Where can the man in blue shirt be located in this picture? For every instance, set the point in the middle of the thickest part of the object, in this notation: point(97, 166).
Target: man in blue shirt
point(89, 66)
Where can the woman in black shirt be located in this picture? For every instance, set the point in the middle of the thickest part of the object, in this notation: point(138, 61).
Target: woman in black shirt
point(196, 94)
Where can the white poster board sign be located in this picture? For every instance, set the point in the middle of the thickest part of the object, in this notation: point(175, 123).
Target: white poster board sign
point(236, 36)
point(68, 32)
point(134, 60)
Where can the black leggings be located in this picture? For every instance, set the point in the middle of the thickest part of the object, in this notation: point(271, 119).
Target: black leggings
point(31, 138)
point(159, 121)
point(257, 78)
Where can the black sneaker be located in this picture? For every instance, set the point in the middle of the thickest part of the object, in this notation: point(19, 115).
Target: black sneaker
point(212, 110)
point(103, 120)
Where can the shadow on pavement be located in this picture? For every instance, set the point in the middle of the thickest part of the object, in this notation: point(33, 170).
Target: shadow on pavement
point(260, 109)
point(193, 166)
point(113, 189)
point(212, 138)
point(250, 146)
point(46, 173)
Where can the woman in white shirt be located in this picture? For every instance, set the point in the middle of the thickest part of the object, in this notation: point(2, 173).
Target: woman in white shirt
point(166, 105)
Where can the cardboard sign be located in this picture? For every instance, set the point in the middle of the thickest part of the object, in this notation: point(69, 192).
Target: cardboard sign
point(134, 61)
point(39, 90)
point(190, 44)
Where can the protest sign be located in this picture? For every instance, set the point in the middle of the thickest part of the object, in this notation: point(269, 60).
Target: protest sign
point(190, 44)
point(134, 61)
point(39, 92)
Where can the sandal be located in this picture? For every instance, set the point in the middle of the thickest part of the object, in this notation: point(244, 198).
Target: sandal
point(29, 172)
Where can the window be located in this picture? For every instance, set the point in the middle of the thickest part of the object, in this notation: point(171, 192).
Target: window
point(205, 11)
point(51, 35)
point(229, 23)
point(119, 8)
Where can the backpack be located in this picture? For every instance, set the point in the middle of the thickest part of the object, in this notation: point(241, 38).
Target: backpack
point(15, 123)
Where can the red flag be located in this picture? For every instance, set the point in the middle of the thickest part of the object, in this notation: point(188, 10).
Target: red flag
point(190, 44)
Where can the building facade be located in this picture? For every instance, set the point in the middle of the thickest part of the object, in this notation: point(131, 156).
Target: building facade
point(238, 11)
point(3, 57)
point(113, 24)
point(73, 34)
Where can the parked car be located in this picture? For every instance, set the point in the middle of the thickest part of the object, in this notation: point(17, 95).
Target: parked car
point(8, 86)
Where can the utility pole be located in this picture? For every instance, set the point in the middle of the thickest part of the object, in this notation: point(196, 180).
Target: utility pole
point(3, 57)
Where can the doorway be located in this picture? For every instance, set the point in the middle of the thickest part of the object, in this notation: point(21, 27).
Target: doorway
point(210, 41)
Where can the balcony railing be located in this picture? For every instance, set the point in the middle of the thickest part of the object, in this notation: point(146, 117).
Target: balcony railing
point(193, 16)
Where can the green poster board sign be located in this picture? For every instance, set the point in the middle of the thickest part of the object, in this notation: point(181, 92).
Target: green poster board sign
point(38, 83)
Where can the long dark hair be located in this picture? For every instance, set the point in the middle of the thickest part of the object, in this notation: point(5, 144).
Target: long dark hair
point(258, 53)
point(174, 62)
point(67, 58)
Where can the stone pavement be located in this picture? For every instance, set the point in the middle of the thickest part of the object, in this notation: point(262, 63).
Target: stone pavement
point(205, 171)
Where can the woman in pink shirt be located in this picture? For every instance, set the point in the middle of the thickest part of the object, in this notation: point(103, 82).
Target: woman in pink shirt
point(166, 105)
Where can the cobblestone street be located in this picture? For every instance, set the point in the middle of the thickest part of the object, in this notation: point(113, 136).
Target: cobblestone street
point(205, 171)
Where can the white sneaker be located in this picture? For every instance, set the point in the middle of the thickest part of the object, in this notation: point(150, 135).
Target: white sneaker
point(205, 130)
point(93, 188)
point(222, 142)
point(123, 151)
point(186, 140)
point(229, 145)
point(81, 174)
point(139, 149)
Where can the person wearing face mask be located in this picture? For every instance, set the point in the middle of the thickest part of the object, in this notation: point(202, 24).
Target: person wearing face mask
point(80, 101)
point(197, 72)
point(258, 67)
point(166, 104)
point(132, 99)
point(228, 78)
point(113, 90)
····················
Your task is to retype the data exactly, with no line missing.

Where can the man in blue shirt be located in this picture? For every instance, set the point in the middle of the thickest part of the object, in this notation: point(97, 166).
Target: man in blue shirt
point(89, 66)
Where can the woman in black shirt be located in this picture? For every instance, set the point in the middle of the thickest part of the object, in this notation: point(138, 61).
Target: woman in black shirt
point(196, 94)
Where can the white poster board sign be located in this picture? For every instance, set the point in the middle of the thickest part of the object, in this notation: point(175, 123).
Target: white poster board sign
point(236, 36)
point(68, 32)
point(134, 60)
Where can the black leggings be located in this picture? For every instance, set the point in the middle of the thickest part of the object, in this notation: point(271, 119).
Target: black leggings
point(31, 138)
point(159, 121)
point(257, 78)
Where can the black sneaker be located in this picture? For every instance, set the point in the middle of the thickest part of the object, in this notation: point(19, 115).
Target: black sneaker
point(212, 110)
point(103, 120)
Where can the shadow on pavement be located in this picture? For every instance, set the point in the middle of the thickest part of the object, in this notation: point(33, 170).
Target: shadow on pavement
point(260, 109)
point(193, 166)
point(113, 189)
point(212, 138)
point(250, 146)
point(46, 173)
Where can the woman in white shirt be located in this picture? For every instance, set the point in the middle of the thickest part of the object, in this notation: point(2, 173).
Target: woman in white shirt
point(166, 105)
Where can the cardboard sign be located in this picture? For every instance, set the point in the middle of the thickest part of the object, in this notation: point(69, 192).
Target: cardboard sign
point(134, 61)
point(39, 90)
point(190, 44)
Where can the protest sign be located in this picture? For every instance, set the point in the middle of the thickest part of the object, in this notation: point(269, 60).
Target: protest sign
point(190, 44)
point(134, 61)
point(39, 92)
Where can the sandal be located in this picture? For every instance, set the point in the middle of the thickest part of the object, in this notation: point(244, 198).
Target: sandal
point(29, 172)
Where can the window be located in this picture? For every instance, set the point in the middle of the thickest part of the object, in this notation: point(171, 192).
Target: window
point(205, 11)
point(51, 35)
point(229, 23)
point(119, 8)
Where can the backpack be located in this picture? For every instance, set the point in the middle of the thickest part of the object, in this notation: point(241, 38).
Target: backpack
point(15, 123)
Where can the red flag be located in this picture? For every instance, set the point in the middle of the thickest part of the object, in this notation: point(188, 10).
Target: red flag
point(190, 44)
Where can the building facade be located in this picture? For every instance, set the point in the middle of the thickest part of the object, in this notation: point(131, 156).
Target: building facade
point(238, 11)
point(3, 57)
point(113, 24)
point(73, 34)
Where can the parked car be located in this picture? For every instance, set the point in the middle of the thickest part of the object, in this notation: point(17, 95).
Target: parked car
point(8, 86)
Where can the utility pole be located in this picture? For every instance, set the point in the middle of the thickest part of the object, in this notation: point(196, 180).
Target: utility pole
point(3, 57)
Where can the doorway be located in this picture? For every instance, set the point in the middle of the thickest part of the object, in this notation: point(21, 27).
Target: doorway
point(210, 41)
Where can the balcony railing be located in this picture? For every instance, set the point in the middle of the thickest part of the object, in this notation: point(146, 117).
Target: balcony railing
point(193, 16)
Where can the green poster board sign be located in this picture? For every instance, set the point in the middle of the thickest part of the object, in this notation: point(181, 92).
Target: green poster board sign
point(38, 83)
Where can the long dark hair be located in this picture? For every instance, set the point in the middle of the thickest part of the object, in this notation: point(5, 144).
Target: long dark hair
point(258, 53)
point(174, 62)
point(67, 58)
Where can the stone pavement be located in this picture? For every instance, set the point in the middle of the thickest part of the object, in this notation: point(262, 63).
Target: stone pavement
point(205, 171)
Where can the woman in pink shirt be located in this picture? For every instance, set the point in the middle of the thickest part of the object, in this notation: point(103, 82).
Target: woman in pink shirt
point(166, 105)
Where can the cobblestone street be located in this picture? For every instance, set the point in the middle of the thickest part of the object, in this notation: point(113, 136).
Target: cobblestone street
point(205, 171)
Where can the white sneaker be located in this picture? For every instance, set the point in the middle of the thickest part of the object, in this notation: point(150, 135).
Target: white sneaker
point(205, 130)
point(93, 188)
point(222, 142)
point(123, 151)
point(186, 140)
point(229, 145)
point(81, 174)
point(139, 149)
Where can the person wearing face mask be located in this picture? For every instance, set the point in the middle of the thickest part of the object, in this notation: point(202, 24).
Target: person wearing face mask
point(80, 101)
point(197, 72)
point(258, 67)
point(166, 104)
point(132, 99)
point(228, 78)
point(113, 90)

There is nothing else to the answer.